作業内容:
1. コミケ旅行記では、コミケでの使命の一つとして本を何冊売ることが挙げられていますか。
2. コミケ旅行記を、最後に示された一文の後から書き継いでください。

提供抜粋:
* * * *

コミケ72東京旅行のたび6 二日目 夏のコミケを全部回るのはフルマラソン完走ぐらい無理です編

前回のまとめ
 朝もはよから異常な暑さをみせる東京。いや東京では異常じゃないかもですが。
 寝不足なうえに長距離の早歩きをさせられ、おまけにスペースが見つからない。やっと見つけたら机に折り重なるイス(三つ)とチラシの山(異常量)に逃げ出す始末。
 倒れそうになって座り込んだらスタッフに怒られたり散々だったが、なんとかトイレに行ってた留さんと合流して無事に仕度を済ませることができた。
 あとはコミケでの我々の使命は「本を五冊売る」「浅葱さんと出会うまでなんとか帰らずに生きている」だけだ!
 果たして我々は今日、無事に札幌に辿りつくことができるのか。(訳・ちょっともうコミケは終わったことになっている)
 隣の人は来ないものの、騒動も終わり、もうすぐコミケが始まるようです。放送とかがかかります。もう放送の詳細はすっかり忘れました。肉体的精神的に覚えているような状況じゃなかったような覚えがあります。
 はわー。
 コミケです。
 売るひとですよ。
 我々も出世したものです。一年前の今ごろは家でアイスを食べながらごろごろしていたに違いありません。それはそれで悔いはないのですが。
 祭の前でワクワクしている半面、肉体状況は良くありません。傍目には私はただ座っているだけの人に見えますが、言うならボクシングでのインターバルと似た状態です。さっきまで倒れそうになった体力を一生懸命回復しようとしているのです。はあはあ。Aボタン連打。
 そんな中、無事コミケは始まりました。
 壁サークルに殺到するという様子を見なくちゃ! 開催! コーミ☆ケット!
 どど~ん。
 ……。
 よく見えない。
 さすが壁サークルです。壁際です。なんかただでさえ遠くて暗い壁際なのに、人がたかっていて何がなにやらわかりません。なんかー、諦めてぼんやりすることにした我々。
 そんでヒマなので、だらだらおしゃべりをしてヒマをつぶす私たち。今までの人生経験上、売れない店ほどやるせないものはありません。
 それでも暫くすると、やっとちらほら人が回ってきたようです。
 一人、メガネの女性がうちのブース前に迷い込んでいらっしゃいました。彼女は表紙を見ると、声をかけてくれました。
「新規さんですか?」
「はい、今回が初めてなんです」
「がんばってくださいね」

* * * *

データ抜粋:
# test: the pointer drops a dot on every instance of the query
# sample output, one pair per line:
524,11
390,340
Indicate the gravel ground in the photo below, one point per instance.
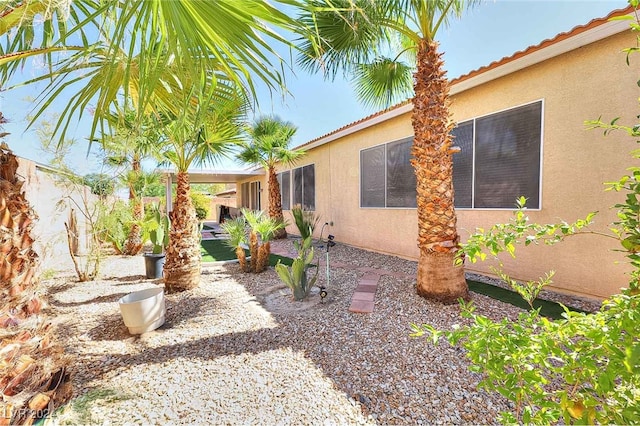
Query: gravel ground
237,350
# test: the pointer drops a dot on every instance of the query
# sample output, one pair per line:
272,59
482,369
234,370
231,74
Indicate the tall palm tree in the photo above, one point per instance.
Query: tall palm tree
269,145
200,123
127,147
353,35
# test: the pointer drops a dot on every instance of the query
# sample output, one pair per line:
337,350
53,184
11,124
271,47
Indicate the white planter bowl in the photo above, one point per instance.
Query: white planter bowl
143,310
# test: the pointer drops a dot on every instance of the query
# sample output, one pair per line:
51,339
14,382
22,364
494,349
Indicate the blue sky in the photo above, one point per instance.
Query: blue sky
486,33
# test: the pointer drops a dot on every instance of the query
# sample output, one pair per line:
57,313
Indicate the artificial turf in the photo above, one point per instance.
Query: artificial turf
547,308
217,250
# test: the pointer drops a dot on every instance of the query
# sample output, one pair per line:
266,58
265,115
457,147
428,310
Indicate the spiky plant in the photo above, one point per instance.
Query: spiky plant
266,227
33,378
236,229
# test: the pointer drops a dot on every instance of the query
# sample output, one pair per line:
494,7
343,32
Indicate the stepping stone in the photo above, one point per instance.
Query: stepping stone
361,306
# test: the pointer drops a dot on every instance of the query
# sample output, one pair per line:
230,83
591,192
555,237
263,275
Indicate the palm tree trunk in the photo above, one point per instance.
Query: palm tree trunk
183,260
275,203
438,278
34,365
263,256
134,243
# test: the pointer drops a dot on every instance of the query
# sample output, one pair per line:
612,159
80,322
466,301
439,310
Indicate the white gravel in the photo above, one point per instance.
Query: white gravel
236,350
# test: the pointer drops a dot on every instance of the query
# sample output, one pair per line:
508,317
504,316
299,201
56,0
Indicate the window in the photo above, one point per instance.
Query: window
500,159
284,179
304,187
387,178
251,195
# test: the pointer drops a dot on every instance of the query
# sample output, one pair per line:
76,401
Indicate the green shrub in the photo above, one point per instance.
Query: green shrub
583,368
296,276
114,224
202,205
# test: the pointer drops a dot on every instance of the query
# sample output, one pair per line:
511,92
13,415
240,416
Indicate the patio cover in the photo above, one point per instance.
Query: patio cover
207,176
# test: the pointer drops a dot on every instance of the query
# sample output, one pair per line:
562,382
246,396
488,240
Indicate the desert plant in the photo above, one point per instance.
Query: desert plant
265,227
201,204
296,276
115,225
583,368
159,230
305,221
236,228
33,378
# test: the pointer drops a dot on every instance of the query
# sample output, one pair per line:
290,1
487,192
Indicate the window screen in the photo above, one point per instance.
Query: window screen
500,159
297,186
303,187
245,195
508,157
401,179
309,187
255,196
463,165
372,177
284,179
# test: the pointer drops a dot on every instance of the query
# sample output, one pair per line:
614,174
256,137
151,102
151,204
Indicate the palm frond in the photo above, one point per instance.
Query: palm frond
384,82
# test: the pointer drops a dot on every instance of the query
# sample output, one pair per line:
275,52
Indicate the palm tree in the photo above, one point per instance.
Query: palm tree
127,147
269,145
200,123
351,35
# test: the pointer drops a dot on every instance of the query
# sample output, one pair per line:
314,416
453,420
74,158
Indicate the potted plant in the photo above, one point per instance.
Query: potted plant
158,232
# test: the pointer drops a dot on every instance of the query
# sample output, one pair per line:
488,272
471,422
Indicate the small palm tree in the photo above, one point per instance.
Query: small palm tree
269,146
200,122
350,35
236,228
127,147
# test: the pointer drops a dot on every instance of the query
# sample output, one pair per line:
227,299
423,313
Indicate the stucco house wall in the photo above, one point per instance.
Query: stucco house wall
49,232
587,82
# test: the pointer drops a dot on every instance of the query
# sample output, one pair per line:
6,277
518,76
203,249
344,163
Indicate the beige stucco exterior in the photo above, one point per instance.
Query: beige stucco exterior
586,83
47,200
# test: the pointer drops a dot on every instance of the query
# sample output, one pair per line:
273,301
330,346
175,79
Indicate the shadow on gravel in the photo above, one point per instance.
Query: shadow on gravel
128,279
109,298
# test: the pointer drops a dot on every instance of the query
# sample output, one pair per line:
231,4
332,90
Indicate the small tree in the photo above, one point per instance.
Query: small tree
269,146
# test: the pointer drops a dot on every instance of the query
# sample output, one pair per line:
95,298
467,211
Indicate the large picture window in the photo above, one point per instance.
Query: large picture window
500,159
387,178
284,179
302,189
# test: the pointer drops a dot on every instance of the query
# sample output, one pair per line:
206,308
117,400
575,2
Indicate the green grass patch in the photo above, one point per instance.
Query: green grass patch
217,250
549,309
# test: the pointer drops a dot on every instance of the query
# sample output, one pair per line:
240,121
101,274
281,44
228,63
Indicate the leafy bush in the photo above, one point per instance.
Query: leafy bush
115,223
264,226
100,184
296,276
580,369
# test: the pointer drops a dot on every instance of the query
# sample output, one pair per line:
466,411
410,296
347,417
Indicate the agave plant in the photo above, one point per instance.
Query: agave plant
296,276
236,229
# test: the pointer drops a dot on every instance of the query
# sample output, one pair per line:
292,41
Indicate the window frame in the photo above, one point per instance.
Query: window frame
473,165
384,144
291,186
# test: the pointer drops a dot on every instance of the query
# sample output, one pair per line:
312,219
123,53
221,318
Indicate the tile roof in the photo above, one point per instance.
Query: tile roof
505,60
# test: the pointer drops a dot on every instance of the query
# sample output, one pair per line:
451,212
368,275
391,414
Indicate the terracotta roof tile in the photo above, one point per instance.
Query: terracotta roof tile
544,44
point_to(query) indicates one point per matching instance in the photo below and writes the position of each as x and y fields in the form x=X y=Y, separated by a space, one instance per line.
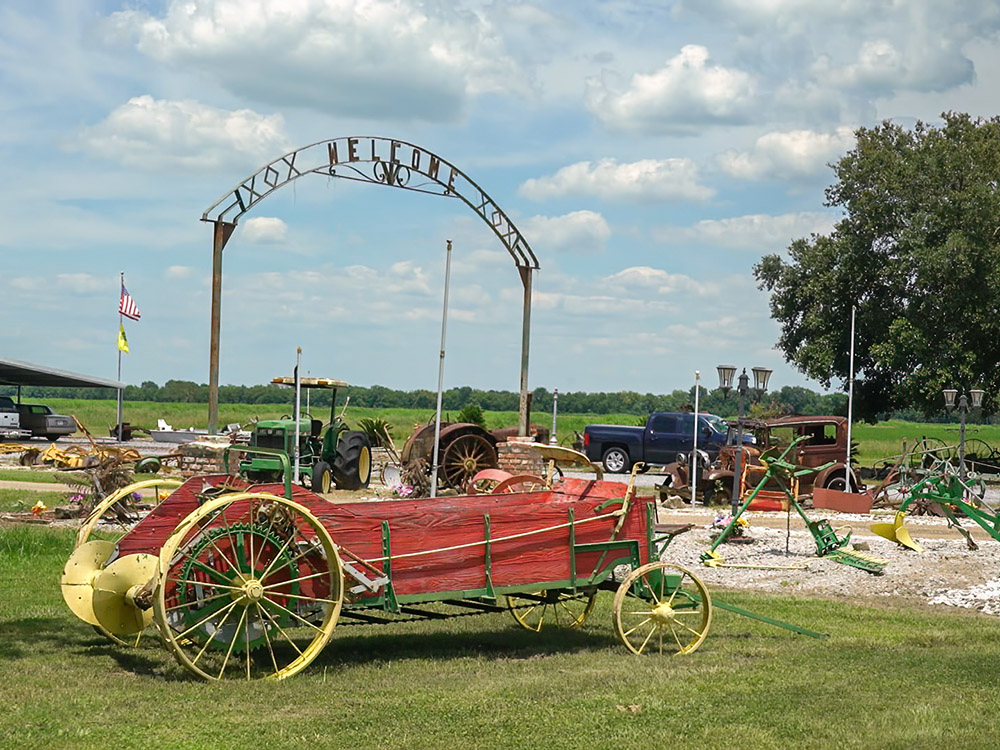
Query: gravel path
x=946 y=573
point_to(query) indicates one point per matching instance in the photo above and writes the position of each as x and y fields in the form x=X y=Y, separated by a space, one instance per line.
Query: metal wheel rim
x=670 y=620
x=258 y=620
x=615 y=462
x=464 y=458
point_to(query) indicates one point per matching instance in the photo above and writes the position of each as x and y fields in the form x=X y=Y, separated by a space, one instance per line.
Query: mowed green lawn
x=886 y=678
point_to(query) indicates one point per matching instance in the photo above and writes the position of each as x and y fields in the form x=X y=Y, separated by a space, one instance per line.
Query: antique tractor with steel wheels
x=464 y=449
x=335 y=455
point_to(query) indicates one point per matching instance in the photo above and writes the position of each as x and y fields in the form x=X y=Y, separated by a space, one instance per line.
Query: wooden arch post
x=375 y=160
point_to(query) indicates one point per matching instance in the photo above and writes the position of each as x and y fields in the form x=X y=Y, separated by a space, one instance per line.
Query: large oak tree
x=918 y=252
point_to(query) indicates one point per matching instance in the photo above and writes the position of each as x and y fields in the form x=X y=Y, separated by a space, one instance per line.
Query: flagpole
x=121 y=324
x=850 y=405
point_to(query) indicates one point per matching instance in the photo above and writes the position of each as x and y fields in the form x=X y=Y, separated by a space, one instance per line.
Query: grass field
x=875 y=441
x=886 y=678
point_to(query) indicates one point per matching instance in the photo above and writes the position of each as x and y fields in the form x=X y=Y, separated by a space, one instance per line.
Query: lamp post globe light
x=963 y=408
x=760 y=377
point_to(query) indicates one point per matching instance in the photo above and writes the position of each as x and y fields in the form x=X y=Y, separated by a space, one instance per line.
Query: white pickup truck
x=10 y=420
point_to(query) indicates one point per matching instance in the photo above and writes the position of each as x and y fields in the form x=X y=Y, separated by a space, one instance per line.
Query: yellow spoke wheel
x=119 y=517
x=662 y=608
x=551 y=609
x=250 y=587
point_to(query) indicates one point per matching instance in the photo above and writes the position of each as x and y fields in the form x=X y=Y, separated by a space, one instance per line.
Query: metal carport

* * * *

回答一覧:
1. 五冊です。

2.
 そう言って、中身を見ることなく本を買ってくれました。ありがとうございますありがとうございます。あんまり嬉しかったので留さんがアメを贈呈です。どうやら本を一冊は売ることができたようです。
 しかし本が気に入ったというより、これからのコミケの将来を憂えてというのがピッタリなお買い上げ方でした。でもまあ気にしすぎると白髪が増えますし。
 ああ、そういえば大量のチラシを捨てなくてはいけないのでした。始まってしばらく経ってから、とスタッフさんが言っていましたがそろそろいいでしょう。
 ちょっと行ってくる~ほーいといった感じでテケテケと捨てに行く私。ついでに壁サークルの様子でも見てみましょう。
 ……。
 なんか近くに行ってもわかりませんでした。暗くてもこもこ人が多すぎです。
 まあゴミは無事捨てることができたので、戻ることにしました。
 そんな感じで過ごしていても時は流れ、人も多くなってきました。コスプレの人も回ってきたようです。
「!」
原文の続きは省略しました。